Requirements:
Edit the entries starting at the line containing "438, row 334." and ending at the line containing "column 190, row 220", replacing "patio" with "porch" and keeping everything else unchanged. Return only those lines.

[Saved entries]
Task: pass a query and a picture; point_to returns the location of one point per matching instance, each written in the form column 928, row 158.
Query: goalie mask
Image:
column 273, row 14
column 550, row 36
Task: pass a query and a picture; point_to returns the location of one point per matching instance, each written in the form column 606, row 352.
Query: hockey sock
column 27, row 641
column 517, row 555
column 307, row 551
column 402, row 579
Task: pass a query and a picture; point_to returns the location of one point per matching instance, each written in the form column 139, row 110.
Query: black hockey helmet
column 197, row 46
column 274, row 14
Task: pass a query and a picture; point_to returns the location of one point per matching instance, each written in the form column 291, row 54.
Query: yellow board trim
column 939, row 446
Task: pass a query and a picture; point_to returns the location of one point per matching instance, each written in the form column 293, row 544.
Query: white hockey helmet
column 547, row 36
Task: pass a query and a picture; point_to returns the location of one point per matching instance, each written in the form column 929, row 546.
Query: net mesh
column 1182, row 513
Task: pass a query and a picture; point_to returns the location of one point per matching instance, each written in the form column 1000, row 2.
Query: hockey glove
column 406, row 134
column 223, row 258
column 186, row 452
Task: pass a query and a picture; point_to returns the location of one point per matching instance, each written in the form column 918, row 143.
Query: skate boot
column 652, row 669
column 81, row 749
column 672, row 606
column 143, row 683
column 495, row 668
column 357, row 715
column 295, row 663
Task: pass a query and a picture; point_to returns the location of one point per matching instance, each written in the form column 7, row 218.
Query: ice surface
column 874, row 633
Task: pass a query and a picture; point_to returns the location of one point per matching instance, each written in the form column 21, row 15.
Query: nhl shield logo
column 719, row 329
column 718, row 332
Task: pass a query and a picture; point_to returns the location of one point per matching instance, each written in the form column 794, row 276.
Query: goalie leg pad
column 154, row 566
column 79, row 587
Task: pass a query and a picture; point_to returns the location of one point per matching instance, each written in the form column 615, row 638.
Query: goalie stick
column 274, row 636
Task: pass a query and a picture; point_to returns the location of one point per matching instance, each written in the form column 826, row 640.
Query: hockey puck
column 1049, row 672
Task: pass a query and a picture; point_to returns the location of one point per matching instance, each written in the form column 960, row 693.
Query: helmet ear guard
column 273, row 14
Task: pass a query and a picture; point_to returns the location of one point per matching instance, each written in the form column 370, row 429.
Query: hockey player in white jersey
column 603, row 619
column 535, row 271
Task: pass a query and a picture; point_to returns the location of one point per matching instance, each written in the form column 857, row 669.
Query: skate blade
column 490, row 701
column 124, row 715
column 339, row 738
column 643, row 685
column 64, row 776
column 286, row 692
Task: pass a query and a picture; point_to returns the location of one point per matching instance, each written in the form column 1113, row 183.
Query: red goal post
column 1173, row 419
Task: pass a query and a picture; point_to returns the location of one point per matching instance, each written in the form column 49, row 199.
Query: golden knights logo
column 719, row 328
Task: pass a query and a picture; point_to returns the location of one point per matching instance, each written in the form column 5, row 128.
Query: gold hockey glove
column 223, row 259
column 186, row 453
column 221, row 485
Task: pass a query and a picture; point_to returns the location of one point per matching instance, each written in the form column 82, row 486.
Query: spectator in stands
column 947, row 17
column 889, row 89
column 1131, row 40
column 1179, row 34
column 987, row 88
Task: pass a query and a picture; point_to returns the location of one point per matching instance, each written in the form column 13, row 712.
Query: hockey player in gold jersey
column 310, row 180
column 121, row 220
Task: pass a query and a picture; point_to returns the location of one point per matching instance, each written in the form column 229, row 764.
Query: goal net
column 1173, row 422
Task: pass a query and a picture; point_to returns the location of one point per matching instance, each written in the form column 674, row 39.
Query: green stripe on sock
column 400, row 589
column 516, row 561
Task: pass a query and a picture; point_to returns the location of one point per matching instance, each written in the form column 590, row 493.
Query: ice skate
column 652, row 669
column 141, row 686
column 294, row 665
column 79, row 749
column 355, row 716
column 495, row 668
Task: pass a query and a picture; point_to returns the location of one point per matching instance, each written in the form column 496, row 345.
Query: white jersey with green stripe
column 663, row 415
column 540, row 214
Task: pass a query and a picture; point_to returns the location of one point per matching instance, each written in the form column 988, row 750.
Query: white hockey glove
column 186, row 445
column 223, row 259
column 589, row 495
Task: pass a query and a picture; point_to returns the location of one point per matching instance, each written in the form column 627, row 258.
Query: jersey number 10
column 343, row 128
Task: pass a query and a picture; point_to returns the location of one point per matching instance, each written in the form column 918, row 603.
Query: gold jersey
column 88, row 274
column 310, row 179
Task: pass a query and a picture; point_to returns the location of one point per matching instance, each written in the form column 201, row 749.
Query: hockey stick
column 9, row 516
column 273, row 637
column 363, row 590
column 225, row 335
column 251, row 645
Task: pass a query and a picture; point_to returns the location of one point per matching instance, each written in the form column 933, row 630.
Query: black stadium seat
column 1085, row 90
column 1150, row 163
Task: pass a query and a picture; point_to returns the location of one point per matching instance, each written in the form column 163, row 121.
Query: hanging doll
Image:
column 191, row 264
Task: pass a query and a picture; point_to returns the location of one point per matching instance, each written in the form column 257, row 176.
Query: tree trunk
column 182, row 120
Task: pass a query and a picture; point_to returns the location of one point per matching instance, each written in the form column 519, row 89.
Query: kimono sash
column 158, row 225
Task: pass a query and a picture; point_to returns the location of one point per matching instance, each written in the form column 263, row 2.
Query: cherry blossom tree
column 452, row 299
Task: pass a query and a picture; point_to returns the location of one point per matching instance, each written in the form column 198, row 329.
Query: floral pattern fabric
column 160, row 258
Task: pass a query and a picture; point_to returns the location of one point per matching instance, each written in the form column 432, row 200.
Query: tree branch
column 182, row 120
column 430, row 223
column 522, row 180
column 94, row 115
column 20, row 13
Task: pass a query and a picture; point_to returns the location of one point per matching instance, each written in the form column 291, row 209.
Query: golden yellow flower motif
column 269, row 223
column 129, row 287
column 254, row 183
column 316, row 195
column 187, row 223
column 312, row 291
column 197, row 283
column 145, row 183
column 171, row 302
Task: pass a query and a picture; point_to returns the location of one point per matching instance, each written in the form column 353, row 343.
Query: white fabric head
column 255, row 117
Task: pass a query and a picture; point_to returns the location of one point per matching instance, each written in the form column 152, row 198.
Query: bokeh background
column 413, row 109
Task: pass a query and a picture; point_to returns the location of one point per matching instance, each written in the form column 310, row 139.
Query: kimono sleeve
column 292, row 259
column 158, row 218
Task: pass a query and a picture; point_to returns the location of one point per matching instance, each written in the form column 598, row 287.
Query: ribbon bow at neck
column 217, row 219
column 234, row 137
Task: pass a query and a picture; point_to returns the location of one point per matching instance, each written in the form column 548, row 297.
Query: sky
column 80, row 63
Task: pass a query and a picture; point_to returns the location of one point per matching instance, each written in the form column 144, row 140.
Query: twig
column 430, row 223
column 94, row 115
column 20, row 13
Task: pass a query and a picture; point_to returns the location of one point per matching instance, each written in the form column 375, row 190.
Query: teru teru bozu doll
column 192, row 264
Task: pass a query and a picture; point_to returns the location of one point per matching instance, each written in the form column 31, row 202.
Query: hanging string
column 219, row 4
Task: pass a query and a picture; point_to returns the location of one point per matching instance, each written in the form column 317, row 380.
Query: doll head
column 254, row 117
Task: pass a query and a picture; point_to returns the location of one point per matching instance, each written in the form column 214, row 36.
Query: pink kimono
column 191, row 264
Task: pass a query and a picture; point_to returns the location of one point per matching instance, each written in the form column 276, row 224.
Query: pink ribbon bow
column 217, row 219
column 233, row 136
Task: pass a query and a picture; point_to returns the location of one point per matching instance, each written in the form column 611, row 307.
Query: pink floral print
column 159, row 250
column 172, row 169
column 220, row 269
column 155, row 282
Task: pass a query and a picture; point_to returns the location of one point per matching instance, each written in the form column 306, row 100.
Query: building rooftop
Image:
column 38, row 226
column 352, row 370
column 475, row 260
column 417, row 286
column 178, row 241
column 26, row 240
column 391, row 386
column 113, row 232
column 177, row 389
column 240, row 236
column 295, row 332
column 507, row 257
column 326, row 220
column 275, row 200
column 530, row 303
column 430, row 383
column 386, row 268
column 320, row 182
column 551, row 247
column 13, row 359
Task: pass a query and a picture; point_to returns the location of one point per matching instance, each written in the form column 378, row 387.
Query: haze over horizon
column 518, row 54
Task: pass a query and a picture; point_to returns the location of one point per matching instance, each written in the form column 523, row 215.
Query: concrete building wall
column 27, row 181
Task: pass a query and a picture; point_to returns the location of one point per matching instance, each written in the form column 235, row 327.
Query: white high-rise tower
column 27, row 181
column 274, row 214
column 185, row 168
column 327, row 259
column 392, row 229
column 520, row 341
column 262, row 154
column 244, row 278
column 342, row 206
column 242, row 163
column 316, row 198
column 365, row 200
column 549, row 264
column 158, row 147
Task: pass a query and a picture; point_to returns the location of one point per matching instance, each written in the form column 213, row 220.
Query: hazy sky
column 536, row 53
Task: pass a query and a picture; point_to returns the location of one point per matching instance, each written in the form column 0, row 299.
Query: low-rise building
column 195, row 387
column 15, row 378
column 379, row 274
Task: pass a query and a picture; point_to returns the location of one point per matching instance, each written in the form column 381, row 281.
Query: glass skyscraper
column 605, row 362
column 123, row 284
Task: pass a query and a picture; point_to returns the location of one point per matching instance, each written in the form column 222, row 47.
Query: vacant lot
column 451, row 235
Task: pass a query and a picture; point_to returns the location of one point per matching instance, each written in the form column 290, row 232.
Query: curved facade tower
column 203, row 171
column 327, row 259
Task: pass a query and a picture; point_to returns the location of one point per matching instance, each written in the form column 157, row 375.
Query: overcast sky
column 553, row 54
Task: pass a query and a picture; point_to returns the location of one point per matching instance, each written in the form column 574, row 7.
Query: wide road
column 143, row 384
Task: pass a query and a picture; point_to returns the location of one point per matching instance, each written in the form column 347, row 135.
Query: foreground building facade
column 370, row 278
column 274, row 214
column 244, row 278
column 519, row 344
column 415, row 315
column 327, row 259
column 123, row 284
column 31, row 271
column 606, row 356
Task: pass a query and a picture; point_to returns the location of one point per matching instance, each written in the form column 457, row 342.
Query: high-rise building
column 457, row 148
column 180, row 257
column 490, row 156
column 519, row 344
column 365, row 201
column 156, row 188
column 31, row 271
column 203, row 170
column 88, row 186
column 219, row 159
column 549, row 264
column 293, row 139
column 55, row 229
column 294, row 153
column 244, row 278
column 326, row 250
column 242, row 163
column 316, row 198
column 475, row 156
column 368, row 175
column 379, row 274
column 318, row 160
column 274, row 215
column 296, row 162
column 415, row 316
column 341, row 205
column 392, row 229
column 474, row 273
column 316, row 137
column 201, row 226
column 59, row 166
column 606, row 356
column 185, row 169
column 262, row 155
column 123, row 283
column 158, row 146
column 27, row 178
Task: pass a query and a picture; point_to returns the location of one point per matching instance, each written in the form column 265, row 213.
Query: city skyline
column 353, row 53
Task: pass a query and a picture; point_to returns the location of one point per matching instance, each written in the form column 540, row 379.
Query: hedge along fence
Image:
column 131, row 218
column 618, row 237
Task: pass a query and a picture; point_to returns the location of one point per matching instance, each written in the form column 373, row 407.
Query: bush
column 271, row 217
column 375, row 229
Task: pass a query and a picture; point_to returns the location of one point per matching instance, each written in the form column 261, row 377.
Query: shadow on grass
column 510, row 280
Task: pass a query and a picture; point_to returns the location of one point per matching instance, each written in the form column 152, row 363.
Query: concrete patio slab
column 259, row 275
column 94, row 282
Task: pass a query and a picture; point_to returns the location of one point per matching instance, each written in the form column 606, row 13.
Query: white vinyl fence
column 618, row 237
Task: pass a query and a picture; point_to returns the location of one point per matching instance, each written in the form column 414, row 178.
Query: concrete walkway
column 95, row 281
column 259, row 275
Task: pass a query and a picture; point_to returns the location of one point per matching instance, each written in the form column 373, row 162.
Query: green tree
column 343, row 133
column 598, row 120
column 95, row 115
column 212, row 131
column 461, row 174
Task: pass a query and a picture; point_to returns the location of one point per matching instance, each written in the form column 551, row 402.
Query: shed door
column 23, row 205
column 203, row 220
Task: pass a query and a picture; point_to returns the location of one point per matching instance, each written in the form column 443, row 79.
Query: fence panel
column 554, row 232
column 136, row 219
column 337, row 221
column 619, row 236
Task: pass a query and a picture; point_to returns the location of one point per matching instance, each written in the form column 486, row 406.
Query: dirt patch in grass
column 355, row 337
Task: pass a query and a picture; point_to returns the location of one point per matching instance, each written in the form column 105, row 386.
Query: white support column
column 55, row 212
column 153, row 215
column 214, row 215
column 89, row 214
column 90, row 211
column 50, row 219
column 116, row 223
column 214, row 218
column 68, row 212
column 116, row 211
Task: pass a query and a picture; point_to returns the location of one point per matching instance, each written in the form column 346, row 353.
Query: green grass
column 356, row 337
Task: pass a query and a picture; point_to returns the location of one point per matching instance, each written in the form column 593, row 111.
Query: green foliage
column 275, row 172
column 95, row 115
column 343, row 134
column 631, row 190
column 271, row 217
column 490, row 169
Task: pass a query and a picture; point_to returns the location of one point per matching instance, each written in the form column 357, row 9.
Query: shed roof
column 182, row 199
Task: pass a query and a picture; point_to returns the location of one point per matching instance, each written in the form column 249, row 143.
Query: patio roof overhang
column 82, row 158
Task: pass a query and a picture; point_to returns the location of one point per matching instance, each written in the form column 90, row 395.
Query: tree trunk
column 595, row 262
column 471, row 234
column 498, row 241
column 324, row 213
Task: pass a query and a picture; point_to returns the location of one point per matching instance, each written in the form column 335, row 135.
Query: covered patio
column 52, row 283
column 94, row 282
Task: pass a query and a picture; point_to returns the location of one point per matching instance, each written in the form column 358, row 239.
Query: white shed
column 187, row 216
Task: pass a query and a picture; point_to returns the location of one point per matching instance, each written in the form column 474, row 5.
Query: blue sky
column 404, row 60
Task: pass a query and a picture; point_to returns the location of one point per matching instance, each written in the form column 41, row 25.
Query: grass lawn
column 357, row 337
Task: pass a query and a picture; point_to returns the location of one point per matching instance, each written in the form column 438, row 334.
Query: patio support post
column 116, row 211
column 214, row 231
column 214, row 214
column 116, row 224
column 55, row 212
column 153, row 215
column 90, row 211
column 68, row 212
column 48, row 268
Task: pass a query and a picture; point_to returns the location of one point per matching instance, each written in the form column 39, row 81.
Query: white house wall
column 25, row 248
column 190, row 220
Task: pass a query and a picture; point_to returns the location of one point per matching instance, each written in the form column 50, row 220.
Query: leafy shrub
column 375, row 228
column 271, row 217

Response to this task:
Task: pass a query and a picture; point_to returns the location of one point per matching instance, each written in the form column 438, row 334.
Query: porch support post
column 116, row 211
column 214, row 231
column 214, row 214
column 116, row 224
column 55, row 212
column 153, row 215
column 90, row 211
column 68, row 212
column 48, row 268
Task: pass a query and a picture; point_to returns the location of one point per matching instance, each written in the form column 39, row 81.
Query: white house wall
column 25, row 248
column 190, row 220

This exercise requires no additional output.